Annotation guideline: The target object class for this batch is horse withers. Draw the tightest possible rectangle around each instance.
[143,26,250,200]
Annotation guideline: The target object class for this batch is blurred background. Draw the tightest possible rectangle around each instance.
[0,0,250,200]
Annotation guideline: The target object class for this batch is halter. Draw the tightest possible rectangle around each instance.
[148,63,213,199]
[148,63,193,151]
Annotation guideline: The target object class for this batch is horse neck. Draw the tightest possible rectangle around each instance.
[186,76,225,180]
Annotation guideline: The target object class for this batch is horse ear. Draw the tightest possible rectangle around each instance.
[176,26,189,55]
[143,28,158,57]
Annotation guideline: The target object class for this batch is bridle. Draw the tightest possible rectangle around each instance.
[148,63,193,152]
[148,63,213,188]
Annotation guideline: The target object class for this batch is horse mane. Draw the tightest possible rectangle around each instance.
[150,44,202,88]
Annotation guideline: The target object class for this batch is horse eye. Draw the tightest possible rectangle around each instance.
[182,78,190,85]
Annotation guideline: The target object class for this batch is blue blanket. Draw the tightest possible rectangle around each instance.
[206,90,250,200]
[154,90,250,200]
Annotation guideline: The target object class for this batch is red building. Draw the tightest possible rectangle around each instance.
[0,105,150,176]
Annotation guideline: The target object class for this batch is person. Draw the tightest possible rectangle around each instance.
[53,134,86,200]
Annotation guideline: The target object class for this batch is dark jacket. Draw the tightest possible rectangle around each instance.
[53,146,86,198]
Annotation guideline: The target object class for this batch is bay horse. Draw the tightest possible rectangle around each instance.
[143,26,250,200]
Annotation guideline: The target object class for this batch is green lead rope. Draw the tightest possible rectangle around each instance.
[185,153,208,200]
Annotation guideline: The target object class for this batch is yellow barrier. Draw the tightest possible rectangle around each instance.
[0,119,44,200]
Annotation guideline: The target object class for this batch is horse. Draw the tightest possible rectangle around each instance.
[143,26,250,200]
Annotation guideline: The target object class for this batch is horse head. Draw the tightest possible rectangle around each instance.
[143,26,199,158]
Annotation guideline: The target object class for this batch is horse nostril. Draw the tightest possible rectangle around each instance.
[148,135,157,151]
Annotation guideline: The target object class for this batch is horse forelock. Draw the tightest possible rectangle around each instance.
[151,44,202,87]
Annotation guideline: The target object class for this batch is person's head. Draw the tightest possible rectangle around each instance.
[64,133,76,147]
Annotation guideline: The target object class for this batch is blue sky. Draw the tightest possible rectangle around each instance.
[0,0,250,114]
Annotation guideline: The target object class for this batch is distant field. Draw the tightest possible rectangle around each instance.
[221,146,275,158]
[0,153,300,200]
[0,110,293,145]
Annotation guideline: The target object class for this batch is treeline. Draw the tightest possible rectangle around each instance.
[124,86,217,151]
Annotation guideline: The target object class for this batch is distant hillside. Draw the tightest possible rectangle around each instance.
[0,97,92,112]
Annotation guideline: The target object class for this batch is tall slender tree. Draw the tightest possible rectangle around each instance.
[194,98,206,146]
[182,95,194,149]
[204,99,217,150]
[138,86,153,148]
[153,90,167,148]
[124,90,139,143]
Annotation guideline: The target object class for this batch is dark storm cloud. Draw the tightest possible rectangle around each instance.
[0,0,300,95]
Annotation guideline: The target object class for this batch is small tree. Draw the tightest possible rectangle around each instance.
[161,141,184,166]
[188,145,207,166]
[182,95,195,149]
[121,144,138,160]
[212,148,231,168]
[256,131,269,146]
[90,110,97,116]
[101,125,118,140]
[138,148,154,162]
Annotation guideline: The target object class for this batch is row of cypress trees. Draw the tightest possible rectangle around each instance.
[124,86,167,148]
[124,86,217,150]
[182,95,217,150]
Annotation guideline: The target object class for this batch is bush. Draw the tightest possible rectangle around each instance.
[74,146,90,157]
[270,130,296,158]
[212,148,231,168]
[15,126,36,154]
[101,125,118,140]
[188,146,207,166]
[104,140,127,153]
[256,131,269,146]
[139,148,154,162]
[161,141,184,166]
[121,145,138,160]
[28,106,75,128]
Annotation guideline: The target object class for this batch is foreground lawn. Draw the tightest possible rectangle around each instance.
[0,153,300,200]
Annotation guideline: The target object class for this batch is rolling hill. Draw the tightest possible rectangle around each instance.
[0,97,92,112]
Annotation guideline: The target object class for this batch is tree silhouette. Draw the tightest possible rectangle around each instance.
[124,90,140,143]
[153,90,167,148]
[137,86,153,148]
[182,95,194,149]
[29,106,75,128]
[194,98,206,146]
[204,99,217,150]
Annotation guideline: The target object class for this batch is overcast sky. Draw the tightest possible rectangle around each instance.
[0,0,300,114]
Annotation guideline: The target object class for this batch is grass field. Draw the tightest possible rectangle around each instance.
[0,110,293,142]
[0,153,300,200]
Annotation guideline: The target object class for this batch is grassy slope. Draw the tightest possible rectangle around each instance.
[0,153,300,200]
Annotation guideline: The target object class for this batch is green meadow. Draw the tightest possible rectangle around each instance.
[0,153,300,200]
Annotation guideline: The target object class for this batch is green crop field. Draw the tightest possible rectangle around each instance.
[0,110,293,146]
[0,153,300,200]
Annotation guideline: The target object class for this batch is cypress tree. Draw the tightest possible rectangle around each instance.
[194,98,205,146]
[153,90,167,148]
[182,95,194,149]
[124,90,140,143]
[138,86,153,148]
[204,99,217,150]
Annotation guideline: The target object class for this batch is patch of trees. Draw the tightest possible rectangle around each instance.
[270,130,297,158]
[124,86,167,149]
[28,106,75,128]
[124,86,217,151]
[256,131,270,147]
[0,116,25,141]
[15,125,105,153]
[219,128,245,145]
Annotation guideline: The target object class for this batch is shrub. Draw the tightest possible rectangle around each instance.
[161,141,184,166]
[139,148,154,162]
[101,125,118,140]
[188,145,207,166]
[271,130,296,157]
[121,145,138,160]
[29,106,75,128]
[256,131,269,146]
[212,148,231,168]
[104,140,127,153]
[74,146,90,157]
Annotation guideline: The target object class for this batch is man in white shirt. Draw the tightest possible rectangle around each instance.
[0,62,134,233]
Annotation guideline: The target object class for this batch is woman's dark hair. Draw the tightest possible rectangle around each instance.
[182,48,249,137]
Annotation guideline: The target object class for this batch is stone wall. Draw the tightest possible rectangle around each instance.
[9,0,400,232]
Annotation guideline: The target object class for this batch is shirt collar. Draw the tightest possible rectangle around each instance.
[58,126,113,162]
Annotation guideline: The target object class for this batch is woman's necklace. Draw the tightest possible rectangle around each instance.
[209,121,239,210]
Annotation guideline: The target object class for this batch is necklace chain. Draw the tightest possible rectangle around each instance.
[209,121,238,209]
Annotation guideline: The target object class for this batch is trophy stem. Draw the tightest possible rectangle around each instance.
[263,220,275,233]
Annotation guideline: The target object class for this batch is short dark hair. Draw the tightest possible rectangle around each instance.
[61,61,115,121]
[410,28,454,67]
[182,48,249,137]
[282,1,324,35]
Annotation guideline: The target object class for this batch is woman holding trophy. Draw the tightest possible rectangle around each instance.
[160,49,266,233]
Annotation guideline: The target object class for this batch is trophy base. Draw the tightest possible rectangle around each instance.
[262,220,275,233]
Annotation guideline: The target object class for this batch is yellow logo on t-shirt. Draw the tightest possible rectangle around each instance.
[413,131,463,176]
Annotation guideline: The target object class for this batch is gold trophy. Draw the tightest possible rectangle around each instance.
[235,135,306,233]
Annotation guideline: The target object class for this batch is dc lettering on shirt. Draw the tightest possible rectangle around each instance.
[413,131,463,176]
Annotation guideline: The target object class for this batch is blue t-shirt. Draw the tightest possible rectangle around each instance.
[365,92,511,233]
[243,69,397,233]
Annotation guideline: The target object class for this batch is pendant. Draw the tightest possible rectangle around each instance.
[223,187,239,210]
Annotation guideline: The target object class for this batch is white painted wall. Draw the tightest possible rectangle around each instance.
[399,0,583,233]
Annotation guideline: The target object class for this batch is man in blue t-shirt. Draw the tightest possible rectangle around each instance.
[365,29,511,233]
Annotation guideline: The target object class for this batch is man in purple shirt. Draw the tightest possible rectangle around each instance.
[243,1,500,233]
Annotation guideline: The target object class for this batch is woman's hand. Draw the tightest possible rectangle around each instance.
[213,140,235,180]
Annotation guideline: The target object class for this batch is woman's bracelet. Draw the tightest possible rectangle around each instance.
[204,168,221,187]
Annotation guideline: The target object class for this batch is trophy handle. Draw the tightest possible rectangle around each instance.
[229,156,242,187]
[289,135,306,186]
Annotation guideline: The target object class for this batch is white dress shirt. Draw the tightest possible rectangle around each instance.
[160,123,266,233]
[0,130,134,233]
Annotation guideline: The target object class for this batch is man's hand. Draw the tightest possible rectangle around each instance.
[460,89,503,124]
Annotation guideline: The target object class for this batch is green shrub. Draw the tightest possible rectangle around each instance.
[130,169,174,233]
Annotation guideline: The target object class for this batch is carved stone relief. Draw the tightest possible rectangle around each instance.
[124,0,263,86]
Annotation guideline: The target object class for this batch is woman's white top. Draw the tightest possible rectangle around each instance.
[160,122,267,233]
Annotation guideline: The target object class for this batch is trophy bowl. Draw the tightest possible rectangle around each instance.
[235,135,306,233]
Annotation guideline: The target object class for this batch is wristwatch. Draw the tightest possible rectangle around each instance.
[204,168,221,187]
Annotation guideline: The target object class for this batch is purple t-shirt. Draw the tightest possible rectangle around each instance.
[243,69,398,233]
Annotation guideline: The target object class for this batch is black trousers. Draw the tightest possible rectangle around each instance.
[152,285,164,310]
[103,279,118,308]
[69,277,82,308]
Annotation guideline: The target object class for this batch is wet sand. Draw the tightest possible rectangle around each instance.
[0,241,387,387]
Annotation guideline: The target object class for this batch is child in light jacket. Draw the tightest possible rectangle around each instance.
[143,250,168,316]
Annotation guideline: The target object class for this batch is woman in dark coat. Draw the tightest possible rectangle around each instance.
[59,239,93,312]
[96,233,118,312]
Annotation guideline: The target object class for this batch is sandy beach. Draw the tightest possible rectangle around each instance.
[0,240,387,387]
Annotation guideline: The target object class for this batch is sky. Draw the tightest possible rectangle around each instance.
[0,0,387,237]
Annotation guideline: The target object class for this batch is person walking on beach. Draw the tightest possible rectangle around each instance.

→ Work to do
In the entries above, take the line containing "batch is wristwatch." and each later line through the last, and repeat them exactly. Output nothing else.

→ Written response
Annotation guideline: The target object class for this batch is wristwatch. Draw the tightest possible rectangle around each instance.
[204,168,221,187]
Annotation guideline: The target object class for this batch is purple t-shirt. Draw the tightest possible rectangle around each instance.
[243,69,398,233]
Annotation guideline: The target object class for this batch is black trousers. Draw the tightest possible rectangle around each instance.
[152,285,164,310]
[103,279,118,308]
[69,277,82,308]
Annotation guideline: The target object class for this batch is wet sand. Draw the tightest possible rectangle around each instance.
[0,241,387,387]
Annotation guideline: The target object class for this batch is child in light jacket. Draw the tightest possible rectangle around each instance.
[143,250,168,316]
Annotation guideline: The target object class for this batch is woman in dark coat. Draw the tightest possible rectangle around each instance.
[59,239,93,312]
[96,233,118,312]
Annotation guideline: The target object class for this batch is sandy beach. Draw the tightest possible rectangle around each instance.
[0,240,387,387]
Annotation guideline: The target object class for this batch is sky. Draw the tightest possible rectangle around each instance.
[0,0,387,237]
Annotation guideline: The target object class for this batch is person walking on beach. Draw the tightest possible rectangle around each instance.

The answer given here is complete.